Dataset rows
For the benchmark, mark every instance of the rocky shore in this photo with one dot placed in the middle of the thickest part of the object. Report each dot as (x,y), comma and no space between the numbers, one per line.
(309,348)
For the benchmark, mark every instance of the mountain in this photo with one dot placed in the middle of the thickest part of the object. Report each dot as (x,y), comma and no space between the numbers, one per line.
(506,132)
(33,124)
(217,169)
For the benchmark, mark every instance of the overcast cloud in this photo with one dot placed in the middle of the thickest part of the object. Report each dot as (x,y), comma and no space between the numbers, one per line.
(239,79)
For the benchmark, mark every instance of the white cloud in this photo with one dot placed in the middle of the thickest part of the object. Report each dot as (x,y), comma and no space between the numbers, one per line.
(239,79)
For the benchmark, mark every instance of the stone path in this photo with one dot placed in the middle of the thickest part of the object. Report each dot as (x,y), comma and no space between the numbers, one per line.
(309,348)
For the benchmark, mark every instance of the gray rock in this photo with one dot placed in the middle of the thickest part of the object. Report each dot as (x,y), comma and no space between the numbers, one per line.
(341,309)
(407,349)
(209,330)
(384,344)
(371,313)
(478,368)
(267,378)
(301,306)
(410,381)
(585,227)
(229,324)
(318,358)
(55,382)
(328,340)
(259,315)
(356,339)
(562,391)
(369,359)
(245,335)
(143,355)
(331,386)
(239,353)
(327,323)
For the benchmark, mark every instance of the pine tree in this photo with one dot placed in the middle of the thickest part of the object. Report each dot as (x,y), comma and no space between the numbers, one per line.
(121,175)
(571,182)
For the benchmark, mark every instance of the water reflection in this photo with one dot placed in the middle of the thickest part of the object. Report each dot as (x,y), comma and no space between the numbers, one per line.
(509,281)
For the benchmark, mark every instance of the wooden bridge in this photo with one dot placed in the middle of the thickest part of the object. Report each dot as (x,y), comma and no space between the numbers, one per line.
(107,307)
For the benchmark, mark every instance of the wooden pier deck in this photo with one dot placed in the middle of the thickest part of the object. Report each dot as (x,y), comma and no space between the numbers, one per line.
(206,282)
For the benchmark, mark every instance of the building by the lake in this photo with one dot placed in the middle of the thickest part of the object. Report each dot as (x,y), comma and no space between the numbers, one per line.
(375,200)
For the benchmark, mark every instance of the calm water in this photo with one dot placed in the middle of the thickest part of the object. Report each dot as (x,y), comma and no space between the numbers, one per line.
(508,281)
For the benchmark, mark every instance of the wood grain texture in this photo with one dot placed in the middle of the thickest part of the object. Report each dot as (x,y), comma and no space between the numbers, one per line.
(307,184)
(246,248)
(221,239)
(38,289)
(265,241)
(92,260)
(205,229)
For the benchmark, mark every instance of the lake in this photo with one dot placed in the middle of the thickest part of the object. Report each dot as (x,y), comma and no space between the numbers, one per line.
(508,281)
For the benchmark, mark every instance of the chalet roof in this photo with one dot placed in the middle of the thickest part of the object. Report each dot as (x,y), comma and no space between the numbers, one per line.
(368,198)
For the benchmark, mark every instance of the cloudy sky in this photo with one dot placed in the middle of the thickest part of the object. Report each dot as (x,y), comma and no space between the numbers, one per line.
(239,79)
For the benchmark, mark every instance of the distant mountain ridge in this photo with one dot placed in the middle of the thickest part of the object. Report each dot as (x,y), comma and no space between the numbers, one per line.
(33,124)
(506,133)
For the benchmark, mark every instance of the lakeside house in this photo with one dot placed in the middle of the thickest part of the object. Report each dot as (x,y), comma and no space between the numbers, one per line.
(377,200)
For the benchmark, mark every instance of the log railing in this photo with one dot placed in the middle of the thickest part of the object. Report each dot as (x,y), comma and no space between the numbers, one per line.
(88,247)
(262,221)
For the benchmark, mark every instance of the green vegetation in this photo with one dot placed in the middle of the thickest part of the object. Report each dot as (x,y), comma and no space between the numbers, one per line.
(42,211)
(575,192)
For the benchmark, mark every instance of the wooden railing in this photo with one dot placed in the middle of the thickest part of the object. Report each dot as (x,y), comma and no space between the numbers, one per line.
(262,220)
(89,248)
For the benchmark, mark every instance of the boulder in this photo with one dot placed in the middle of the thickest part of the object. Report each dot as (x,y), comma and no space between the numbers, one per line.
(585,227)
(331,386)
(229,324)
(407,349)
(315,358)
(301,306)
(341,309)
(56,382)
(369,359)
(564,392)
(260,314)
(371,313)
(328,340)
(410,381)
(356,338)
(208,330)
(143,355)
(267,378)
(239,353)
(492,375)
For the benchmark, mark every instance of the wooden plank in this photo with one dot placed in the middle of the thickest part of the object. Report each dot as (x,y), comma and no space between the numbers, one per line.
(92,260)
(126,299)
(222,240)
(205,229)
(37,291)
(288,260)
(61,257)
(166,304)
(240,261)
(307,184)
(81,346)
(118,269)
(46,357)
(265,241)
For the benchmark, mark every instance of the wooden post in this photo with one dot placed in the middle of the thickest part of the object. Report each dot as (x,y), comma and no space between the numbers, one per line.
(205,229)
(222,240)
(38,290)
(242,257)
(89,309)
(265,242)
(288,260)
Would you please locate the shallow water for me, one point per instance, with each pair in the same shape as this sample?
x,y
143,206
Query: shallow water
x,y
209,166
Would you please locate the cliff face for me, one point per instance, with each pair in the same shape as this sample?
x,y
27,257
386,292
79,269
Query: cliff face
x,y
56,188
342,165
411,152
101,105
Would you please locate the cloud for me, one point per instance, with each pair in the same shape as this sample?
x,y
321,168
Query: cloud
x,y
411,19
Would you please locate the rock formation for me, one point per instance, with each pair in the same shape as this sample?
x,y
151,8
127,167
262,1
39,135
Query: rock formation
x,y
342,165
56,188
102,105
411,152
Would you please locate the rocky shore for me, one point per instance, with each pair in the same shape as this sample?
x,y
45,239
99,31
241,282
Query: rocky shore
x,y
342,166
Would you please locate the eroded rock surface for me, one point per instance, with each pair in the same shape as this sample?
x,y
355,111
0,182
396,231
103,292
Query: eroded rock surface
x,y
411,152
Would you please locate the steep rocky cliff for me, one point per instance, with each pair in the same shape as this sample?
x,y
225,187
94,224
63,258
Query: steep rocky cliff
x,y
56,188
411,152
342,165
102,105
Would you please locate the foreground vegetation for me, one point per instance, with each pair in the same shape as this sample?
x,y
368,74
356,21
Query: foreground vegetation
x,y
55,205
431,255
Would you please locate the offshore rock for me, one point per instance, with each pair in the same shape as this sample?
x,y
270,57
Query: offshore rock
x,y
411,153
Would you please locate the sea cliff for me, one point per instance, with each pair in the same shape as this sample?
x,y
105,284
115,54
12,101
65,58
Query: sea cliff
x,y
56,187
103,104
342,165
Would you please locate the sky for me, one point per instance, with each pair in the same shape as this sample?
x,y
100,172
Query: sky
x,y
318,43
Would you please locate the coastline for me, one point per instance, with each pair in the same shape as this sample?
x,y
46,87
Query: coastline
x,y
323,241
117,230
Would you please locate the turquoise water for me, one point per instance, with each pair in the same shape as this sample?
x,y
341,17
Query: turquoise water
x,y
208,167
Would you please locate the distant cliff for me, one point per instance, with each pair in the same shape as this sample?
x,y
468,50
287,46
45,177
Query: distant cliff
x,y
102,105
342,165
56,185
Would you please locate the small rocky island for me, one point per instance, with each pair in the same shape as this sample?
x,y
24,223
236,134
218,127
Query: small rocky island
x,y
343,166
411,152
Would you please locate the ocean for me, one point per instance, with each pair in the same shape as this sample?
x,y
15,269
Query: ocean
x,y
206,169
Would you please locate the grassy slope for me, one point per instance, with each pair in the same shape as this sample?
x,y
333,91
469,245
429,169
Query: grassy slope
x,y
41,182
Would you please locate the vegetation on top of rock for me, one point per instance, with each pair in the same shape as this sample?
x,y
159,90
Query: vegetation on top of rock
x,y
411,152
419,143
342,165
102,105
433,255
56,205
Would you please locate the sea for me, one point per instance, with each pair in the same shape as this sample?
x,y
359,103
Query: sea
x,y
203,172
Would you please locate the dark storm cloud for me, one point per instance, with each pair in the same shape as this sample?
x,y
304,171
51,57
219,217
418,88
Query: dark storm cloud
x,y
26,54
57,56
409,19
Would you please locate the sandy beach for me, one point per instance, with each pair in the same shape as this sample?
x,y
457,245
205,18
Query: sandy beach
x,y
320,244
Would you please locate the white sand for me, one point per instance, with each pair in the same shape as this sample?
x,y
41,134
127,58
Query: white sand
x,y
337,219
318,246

■ Task instructions: With both ends included, please retype exactly the lines from the line containing "Would you please locate the dark" to the final line of the data.

■ Output of the exercise:
Would you please locate the dark storm cloud for me, one point per instance, with each pair in the same shape as this sample?
x,y
304,171
51,57
219,217
418,88
Query: dark storm cloud
x,y
26,54
57,56
409,19
Would you please locate the sandy beach for me, one point per instance, with each pair in the same shape as this sample?
x,y
457,245
205,18
Query: sandy beach
x,y
320,244
Would you please locate the white sand for me, one point per instance, with each pair in the same shape as this sample?
x,y
41,134
127,58
Query: white sand
x,y
337,219
318,246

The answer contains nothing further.